(Dataset items)
* * * * *

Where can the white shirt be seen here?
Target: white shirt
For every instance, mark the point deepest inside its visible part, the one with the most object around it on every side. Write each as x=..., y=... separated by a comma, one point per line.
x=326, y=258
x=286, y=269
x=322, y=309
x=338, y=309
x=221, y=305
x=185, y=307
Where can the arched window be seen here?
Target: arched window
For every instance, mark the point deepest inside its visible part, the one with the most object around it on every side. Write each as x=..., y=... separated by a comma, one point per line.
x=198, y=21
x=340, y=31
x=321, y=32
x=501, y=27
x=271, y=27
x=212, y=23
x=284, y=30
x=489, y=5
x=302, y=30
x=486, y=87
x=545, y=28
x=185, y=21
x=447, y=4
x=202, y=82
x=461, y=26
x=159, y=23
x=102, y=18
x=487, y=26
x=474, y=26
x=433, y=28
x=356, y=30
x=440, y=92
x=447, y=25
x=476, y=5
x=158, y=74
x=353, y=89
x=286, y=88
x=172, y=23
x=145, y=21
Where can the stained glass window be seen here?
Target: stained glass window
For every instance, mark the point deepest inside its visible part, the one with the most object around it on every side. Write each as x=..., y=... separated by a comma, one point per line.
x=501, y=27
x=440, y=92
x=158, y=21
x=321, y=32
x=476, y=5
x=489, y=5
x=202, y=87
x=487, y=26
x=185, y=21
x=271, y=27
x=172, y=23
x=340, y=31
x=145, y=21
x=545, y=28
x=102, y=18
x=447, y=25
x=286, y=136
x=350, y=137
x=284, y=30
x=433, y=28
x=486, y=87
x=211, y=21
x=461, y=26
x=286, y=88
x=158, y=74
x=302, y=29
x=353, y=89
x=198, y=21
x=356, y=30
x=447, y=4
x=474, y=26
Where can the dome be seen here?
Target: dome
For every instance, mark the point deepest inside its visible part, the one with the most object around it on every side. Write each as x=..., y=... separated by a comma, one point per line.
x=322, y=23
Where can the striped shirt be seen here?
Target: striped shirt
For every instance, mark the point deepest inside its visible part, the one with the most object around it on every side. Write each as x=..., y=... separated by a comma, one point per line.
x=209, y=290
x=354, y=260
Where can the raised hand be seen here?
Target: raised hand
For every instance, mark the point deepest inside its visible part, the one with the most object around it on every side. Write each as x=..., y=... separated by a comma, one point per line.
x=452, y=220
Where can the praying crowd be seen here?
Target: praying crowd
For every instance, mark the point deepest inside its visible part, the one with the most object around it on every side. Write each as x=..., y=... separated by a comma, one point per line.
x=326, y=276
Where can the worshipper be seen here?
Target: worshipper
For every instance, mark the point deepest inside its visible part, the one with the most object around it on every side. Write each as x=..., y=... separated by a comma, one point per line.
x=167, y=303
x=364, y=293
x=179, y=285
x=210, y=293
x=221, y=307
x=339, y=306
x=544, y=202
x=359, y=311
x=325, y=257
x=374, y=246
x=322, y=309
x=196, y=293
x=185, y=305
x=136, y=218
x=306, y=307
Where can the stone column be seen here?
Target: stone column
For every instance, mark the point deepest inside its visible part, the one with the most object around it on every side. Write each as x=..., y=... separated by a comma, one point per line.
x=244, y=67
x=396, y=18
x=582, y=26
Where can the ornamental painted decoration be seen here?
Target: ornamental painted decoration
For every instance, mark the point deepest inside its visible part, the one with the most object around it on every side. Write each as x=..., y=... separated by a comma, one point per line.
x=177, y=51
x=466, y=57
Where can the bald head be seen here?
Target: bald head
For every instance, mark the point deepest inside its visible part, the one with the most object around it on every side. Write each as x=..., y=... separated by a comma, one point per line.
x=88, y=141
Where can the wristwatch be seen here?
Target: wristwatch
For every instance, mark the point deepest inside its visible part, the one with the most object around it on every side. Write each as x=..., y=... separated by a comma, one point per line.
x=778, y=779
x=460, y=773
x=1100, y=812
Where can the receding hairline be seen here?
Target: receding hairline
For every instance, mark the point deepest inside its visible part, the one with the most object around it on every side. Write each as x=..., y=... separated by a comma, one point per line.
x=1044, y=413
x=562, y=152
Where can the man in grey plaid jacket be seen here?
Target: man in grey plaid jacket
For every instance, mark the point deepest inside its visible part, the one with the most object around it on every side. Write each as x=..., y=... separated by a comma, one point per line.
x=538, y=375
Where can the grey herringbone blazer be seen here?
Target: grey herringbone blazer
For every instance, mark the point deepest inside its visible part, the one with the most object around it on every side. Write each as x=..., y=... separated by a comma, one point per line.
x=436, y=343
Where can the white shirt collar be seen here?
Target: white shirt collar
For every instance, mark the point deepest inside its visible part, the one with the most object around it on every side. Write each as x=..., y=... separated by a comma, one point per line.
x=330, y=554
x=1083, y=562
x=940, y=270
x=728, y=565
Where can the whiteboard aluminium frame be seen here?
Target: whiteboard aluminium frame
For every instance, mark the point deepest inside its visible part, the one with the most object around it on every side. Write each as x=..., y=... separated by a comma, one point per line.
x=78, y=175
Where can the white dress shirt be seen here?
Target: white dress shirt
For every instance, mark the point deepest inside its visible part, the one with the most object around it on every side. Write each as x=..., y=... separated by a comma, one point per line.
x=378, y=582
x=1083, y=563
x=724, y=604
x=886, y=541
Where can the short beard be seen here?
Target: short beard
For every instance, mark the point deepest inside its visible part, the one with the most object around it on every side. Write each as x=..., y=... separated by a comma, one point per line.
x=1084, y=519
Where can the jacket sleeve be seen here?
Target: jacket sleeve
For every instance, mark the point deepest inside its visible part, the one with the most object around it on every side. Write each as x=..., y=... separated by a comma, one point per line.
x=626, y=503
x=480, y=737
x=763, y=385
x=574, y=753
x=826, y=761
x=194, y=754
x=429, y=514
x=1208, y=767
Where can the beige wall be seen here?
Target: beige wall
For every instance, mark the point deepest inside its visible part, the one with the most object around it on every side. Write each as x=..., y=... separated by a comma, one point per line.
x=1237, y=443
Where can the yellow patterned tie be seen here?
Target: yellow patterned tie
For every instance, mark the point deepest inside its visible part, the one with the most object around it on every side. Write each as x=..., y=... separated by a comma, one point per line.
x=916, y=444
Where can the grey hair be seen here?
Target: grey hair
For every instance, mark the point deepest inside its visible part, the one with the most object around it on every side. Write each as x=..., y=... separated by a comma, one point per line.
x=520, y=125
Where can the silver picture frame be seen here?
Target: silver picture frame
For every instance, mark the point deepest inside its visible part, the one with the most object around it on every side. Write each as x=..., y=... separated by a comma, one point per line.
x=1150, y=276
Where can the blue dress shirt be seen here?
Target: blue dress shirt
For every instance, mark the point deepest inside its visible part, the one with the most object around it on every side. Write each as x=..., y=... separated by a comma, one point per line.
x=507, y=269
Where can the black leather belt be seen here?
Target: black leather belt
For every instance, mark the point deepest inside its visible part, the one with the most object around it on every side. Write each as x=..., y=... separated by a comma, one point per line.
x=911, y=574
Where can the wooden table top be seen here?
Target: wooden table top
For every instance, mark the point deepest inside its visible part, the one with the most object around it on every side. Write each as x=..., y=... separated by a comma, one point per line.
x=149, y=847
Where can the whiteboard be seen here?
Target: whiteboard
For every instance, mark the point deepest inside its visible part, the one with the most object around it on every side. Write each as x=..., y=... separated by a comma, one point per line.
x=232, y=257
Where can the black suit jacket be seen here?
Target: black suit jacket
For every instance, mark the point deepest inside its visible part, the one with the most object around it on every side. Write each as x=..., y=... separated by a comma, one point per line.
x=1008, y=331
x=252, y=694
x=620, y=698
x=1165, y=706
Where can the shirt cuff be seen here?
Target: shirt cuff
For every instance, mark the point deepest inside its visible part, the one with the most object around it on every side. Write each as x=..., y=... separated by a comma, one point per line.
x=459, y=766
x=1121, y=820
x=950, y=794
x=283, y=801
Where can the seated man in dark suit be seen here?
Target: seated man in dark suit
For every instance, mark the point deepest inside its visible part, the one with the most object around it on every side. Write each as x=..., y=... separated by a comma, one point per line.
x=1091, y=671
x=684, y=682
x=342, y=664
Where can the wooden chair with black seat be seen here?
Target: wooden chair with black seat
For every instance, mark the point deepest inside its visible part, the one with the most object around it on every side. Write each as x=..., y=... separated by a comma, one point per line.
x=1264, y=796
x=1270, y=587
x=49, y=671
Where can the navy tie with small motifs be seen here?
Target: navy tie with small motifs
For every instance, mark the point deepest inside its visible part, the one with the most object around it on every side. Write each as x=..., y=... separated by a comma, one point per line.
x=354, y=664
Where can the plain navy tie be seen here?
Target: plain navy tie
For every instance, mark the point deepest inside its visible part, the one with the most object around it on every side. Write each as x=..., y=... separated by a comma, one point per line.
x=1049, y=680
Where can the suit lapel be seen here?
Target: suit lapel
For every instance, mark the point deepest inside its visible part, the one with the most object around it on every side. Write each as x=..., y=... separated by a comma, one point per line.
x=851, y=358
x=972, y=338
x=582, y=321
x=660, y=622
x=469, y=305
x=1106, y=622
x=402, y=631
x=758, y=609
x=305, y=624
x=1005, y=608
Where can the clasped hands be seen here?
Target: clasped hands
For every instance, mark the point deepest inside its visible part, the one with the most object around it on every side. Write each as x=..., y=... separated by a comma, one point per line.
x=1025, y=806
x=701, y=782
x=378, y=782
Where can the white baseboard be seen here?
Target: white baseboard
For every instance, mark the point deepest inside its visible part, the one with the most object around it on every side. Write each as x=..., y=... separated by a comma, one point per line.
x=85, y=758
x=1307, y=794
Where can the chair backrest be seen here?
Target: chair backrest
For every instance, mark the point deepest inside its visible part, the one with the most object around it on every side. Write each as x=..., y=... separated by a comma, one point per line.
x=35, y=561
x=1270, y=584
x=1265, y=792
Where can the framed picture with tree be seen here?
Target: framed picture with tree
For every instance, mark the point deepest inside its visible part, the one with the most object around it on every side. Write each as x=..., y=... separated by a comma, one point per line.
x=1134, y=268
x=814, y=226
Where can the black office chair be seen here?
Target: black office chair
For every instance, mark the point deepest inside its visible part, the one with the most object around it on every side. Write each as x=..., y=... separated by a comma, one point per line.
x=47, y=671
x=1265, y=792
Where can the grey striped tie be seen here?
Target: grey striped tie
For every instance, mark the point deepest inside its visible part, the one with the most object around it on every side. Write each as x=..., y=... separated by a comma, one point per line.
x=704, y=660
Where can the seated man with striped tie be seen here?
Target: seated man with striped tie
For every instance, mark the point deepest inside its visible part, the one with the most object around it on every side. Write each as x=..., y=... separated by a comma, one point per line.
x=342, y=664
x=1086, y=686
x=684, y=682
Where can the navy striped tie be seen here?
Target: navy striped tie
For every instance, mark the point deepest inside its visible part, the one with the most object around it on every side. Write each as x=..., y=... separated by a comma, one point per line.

* * * * *

How to complete this task = All lines above from the one with "Where can the worshipper be seen here?" to the one with "Target: receding hairline", inclusive, should be copied exactly, and no other lines.

Expected answer =
Where can the worshipper be seen here?
Target: worshipper
For every instance, mark the point deepest inside its visible part, the one with the most object around it on every side. Write each as x=..., y=... separated by a comma, one point per line.
x=167, y=303
x=364, y=293
x=179, y=285
x=210, y=293
x=221, y=307
x=339, y=306
x=544, y=202
x=359, y=311
x=325, y=257
x=374, y=246
x=322, y=309
x=196, y=293
x=185, y=305
x=136, y=218
x=306, y=307
Where can the stone column be seen here?
Target: stone column
For every instance, mark the point deepest inside its visible part, the one with the most object around it on every side. Write each as x=..., y=... separated by a comma, one point per line.
x=244, y=67
x=396, y=18
x=582, y=26
Where can the ornamental painted decoration be seen here?
Target: ornamental painted decoration
For every instance, mark the point deepest inside its visible part, the one with the most object around it on every side. Write each as x=..., y=... separated by a comma, one point per line.
x=177, y=51
x=466, y=57
Where can the bald head be seen here?
Target: bald head
For every instance, mark the point deepest inside its visible part, the one with the most object around it on every side. Write each as x=..., y=... separated by a comma, one point per line.
x=88, y=141
Where can the wristwatch be seen here?
Target: wristwatch
For every instance, mark the point deepest inside its visible part, the one with the most object around it on every side. Write each as x=..., y=... separated by a comma, one point per line.
x=778, y=779
x=460, y=773
x=1100, y=812
Where can the receding hairline be seen here?
Target: receding hairline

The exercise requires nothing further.